* **Requirements**
Reproduce verbatim the part of the rows below that opens with the line containing "Provide one point per instance of the yellow" and closes with the line containing "x=551 y=310", including both of those lines.

---

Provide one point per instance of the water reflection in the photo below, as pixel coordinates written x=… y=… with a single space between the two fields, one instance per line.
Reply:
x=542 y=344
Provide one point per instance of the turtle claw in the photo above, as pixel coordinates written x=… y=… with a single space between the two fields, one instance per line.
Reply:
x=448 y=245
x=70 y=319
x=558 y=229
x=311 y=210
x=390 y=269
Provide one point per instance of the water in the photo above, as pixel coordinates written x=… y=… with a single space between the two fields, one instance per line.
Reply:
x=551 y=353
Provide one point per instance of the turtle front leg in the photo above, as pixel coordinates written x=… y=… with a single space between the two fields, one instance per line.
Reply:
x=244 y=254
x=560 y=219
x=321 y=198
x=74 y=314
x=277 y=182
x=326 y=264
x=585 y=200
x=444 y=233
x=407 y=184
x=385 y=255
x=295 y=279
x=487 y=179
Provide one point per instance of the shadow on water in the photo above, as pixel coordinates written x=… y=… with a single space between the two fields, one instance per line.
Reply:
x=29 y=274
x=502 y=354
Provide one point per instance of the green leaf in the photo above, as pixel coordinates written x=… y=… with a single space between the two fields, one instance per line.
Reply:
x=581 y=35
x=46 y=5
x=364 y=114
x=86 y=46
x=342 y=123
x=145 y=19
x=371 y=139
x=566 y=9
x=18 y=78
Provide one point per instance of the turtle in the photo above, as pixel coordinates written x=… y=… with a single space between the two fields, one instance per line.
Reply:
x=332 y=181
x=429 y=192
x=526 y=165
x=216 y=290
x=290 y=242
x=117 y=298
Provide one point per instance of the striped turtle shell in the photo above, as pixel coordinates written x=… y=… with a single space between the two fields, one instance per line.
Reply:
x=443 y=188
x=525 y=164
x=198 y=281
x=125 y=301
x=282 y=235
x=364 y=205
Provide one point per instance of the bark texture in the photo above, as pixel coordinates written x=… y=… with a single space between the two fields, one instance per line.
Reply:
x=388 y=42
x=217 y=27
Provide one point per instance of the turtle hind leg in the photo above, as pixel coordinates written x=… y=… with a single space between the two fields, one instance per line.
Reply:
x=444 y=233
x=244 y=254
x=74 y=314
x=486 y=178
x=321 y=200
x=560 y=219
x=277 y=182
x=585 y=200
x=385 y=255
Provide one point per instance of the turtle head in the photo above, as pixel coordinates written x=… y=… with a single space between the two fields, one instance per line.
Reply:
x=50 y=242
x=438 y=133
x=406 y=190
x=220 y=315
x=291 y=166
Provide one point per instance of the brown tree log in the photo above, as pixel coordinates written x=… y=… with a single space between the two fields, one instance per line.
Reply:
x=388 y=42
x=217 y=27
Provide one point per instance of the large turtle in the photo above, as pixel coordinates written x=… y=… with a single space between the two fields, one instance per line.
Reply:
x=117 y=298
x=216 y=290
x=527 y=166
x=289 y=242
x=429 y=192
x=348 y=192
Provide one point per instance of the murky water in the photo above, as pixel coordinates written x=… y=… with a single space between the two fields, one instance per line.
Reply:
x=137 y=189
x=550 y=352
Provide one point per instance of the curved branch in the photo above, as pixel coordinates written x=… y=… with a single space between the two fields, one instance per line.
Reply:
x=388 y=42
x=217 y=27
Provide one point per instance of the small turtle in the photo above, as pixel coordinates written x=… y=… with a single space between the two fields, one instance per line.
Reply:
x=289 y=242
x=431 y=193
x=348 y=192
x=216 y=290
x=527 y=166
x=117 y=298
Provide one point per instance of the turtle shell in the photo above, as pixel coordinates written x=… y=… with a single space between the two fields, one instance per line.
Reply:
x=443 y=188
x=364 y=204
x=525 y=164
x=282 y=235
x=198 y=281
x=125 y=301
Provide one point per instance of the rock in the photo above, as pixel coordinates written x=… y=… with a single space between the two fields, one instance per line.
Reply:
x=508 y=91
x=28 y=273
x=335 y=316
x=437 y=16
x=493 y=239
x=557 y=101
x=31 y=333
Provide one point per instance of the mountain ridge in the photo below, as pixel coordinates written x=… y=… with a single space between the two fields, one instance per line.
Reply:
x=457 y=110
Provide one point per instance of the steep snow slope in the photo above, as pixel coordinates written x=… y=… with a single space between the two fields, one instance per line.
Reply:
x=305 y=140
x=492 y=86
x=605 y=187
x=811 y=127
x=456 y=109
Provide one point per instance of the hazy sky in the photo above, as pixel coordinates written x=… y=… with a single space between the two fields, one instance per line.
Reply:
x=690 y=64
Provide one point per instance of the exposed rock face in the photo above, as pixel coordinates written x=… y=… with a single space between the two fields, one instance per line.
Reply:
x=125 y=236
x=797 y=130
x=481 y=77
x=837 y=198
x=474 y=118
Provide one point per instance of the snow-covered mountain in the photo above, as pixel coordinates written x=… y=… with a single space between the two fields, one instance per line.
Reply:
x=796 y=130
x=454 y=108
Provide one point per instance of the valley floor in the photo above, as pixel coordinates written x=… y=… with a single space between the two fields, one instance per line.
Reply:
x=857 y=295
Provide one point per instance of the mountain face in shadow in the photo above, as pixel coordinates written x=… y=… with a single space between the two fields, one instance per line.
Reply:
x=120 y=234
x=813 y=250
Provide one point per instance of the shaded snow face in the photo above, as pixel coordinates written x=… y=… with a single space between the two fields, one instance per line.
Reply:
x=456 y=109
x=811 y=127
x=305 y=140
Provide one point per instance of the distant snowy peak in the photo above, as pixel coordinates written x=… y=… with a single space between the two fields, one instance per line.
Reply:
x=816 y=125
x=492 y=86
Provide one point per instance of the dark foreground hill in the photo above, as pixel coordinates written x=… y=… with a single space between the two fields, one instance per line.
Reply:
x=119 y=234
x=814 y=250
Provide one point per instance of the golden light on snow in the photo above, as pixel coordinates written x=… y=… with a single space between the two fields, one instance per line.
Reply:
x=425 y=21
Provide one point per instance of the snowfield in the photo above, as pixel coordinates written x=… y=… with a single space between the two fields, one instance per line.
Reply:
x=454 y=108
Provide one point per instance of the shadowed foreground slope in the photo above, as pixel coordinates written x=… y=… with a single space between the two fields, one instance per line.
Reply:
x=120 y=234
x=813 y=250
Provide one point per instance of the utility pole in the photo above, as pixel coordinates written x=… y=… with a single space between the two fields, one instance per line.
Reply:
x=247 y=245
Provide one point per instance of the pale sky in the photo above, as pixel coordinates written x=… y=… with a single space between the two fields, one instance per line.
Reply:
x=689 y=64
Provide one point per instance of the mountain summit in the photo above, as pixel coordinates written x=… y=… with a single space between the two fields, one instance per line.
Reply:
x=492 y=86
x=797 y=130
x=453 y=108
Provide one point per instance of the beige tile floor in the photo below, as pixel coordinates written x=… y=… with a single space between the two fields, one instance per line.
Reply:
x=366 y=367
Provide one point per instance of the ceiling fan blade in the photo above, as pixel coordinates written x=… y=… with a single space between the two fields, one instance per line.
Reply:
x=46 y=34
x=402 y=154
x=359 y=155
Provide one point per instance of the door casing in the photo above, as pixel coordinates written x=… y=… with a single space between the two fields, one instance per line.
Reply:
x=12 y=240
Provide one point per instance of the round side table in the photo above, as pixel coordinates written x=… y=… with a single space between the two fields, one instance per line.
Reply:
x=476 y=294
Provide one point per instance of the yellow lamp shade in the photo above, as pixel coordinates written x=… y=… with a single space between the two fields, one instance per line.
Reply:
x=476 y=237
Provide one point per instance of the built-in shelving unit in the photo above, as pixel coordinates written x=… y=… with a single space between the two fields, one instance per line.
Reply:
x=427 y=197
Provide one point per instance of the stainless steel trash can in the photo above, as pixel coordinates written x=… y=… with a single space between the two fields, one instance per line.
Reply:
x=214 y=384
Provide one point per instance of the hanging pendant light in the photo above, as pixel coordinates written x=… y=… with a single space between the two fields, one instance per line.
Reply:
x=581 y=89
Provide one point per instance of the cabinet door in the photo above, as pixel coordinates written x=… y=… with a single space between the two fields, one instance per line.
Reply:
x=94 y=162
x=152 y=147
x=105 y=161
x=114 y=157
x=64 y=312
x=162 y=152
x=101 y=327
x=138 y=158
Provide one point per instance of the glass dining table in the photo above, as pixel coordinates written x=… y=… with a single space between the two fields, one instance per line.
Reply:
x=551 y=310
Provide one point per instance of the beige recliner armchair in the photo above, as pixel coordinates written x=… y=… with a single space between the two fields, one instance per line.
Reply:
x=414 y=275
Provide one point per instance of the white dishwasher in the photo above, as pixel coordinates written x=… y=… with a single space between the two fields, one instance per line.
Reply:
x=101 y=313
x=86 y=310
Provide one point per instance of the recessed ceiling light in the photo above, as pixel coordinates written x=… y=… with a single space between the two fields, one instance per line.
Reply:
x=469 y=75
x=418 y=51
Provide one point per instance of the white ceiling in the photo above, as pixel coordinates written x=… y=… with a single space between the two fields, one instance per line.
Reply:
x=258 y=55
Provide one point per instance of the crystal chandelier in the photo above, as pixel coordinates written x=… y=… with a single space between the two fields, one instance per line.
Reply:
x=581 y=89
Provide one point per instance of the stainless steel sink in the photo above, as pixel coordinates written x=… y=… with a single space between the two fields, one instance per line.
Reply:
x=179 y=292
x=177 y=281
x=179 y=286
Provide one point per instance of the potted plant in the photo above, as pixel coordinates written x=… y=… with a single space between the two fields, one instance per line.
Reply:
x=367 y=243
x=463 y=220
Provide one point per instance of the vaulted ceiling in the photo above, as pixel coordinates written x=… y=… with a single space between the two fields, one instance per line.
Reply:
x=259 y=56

---

* **Task result**
Provide one point per instance of the yellow lamp shade in the photo above, as pixel coordinates written x=… y=… with a single space between the two fields, one instance per line.
Reply:
x=476 y=237
Provide one point per instance of the built-in shelving unit in the photo above, as pixel coordinates written x=… y=… with a single space between the two fields, one instance per line.
Reply:
x=427 y=197
Provide one point per instance of the stainless steel trash can in the photo above, as pixel coordinates written x=… y=… with a single space between the two fields, one instance per line.
Reply:
x=214 y=384
Provide one point per instance of the hanging pendant light in the photo above, as pixel coordinates written x=… y=… with a single space between the two fields, one instance per line.
Reply:
x=581 y=89
Provide one point per instance of the cabinet door in the photo above, as pixel coordinates written x=… y=… with a single space between the two fields, one instance per line.
Reply:
x=94 y=162
x=152 y=147
x=105 y=161
x=114 y=157
x=64 y=312
x=162 y=152
x=101 y=327
x=138 y=158
Provide one point per instance of the glass dining table in the photo above, as pixel coordinates written x=… y=… with a single space between the two fields, one instance per line.
Reply:
x=551 y=310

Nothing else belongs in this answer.